• [Exercise details] Write the next part of the January 13, 2014 blog post below, picking up after its final sentence.

• [Source text]
Monday, January 13, 2014

chest wound

thinking through some of the revelations of the weekend.  how very interesting the cruelness of some people can be.  when money is perceived to be on the table, people unmask their demons.  pathetic, it is, in so many ways.  good-earned money becomes drenched in blood.  i walked for more good reasons than i knew.  new knowledge; new responsibilities.


the numbers on this page amaze me.  the last time i was in a theater was Christmas week 2009.  clearly, other people still go on a regular basis.  i'd like to see data on the demographics.  oh!  here's some data.  they call them popcorn people.  makes sense.  i'm not sure to literally interpret this line - 6.8 movies per person on average - but it's something.  maybe for the person that goes to the movies, they go on average 6.8 times a year.  but how many people don't go?  ah, here we go: More than two-thirds of the U.S./Canada population (68%) – or 225 million people – went to the movies at least once in 2012, consistent with prior years. Ticket sales continue to be driven by frequent moviegoers who attend once a month or more. In 2012, frequent moviegoers represented 13% of the population and 57% of all movie tickets, an increase of 7 percentage points in ticket share from 2011, at the expense of occasional moviegoer ticket share. This suggests that the increase in ticket sales in 2012 was among moviegoers who increased their attendance from less than once a month, to once a month or more.  so, i'm part of the one-third that don't go at all.  out of ten people, about 3 don't go at all, 1 goes at least once a month, and the remaining 6 go anywhere from once to three times a year.  sounds about right.  one person out of ten has issues.  hunh ... there's almost 40,000 screens in america that kicked out almost $11B in ticket sales in 2012.  overseas is more than three times as much revenue.  still, it seems like a lot of effort when most of the product just sucks.

• [Supplied information]
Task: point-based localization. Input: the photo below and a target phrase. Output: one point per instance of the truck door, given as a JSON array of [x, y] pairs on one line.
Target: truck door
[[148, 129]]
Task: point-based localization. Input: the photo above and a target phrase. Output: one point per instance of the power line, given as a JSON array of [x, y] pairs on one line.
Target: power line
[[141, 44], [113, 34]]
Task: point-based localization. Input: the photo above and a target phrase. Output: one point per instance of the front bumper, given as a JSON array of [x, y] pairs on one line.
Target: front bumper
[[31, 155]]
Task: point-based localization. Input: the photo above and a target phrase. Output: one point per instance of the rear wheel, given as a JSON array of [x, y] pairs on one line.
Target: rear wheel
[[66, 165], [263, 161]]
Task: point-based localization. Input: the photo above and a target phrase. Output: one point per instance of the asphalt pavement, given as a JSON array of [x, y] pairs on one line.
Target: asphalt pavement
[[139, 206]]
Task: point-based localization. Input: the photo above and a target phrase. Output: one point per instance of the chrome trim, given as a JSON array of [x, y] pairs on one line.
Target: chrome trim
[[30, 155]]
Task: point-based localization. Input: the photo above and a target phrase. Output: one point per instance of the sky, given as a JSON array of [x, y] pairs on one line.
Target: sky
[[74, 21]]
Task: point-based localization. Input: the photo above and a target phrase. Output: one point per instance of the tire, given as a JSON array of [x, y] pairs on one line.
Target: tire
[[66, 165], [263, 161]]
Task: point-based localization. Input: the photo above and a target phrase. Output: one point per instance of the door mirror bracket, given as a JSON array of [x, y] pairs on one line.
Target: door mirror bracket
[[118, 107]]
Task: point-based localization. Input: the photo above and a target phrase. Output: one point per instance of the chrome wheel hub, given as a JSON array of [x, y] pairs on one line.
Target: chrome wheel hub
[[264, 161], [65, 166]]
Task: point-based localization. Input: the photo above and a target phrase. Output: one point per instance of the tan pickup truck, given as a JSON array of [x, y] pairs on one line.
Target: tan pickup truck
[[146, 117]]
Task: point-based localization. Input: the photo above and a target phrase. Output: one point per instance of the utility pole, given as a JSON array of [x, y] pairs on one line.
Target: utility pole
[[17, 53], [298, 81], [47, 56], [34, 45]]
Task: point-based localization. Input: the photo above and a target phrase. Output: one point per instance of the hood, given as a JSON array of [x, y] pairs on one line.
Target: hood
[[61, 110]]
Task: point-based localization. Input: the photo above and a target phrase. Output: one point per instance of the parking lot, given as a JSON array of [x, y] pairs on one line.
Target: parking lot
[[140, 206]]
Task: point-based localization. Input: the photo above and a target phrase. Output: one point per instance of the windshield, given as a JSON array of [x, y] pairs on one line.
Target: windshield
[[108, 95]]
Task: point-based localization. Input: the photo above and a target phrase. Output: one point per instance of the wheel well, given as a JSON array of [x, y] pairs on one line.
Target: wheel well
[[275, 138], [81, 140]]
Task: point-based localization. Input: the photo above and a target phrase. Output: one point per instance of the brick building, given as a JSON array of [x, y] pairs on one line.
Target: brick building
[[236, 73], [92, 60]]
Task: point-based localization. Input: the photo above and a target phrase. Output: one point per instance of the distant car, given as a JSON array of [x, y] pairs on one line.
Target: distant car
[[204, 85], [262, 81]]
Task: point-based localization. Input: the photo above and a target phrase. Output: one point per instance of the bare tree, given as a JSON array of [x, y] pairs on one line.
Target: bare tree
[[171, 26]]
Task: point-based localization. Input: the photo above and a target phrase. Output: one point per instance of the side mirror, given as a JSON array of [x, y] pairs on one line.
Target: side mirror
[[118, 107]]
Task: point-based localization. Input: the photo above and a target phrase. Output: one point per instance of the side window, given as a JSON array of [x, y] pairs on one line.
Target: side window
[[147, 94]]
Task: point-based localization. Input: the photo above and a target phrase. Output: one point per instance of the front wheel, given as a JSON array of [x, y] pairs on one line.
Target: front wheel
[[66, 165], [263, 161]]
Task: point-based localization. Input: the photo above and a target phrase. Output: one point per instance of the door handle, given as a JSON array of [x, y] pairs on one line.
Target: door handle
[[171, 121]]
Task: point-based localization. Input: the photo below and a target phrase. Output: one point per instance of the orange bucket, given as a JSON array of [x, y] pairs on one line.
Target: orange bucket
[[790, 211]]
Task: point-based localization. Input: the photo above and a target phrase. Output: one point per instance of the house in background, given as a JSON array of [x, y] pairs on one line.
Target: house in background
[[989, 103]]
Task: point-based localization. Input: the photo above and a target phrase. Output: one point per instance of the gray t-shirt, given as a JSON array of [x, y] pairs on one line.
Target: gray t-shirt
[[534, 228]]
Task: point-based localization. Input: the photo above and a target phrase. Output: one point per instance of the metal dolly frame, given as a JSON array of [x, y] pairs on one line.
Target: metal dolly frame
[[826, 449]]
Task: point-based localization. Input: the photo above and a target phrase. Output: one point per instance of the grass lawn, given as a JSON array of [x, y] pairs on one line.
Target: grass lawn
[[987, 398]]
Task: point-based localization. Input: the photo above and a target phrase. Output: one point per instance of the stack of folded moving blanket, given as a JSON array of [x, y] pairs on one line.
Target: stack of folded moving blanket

• [Exercise response]
i'm amazed to watch the common stock of sears and jcpenney waste away like a couple of unmedicated cancer patients.  so many stores, so much debt, no growth.  i've often thought that facebook was a silly investment because they've got everything in one place.  if a new social network arises that harnesses the cool factor, facebook could see its user base evaporate in a matter of months.  but now it seems that these two retail dinosaurs have lost their user base.  it's sad, but look at jcp's numbers:   revenue shrank by a third in five years; they lost a BILLION dollars in 2013; their current assets are almost halved in five years; they got almost $3B in long-term debt; and their cash flow is hemorrhaging.  sears lost a billion last year and is selling off assets to make some bottom lines something above anemic.  interesting enough, analysts think sears is going to drop from current $36 a share down to $20, while jcp is going to increase from $6.80 to almost $9.00.  part of that could be ownership - sears is owned by a hedge-fund guy that is going to strip it like a boosted car; jcp is trying to rebuild.  if i were a gambling man, i'd let jcp get beat up a little bit longer then buy.  look at net book value.  yeah, i know, that's been tanking, too, but there just isn't much left to carve away.  sears, on the other hand, has a nbv of $17.60.  both of those charts kinda help the analyst numbers to make sense.  ok, short sears, buy jcp at $6.20 or less.  got it?  of course, before you put any money in, find a hacker that will tap into the companies' email servers so you can learn if they are talking with bankruptcy counsel.  that would be a smart move.  well, from an investment perspective.  not so much from a legal perspective.  i've had a penchant for rite aid for several months ... it's a buy and hold.  two-year run probably.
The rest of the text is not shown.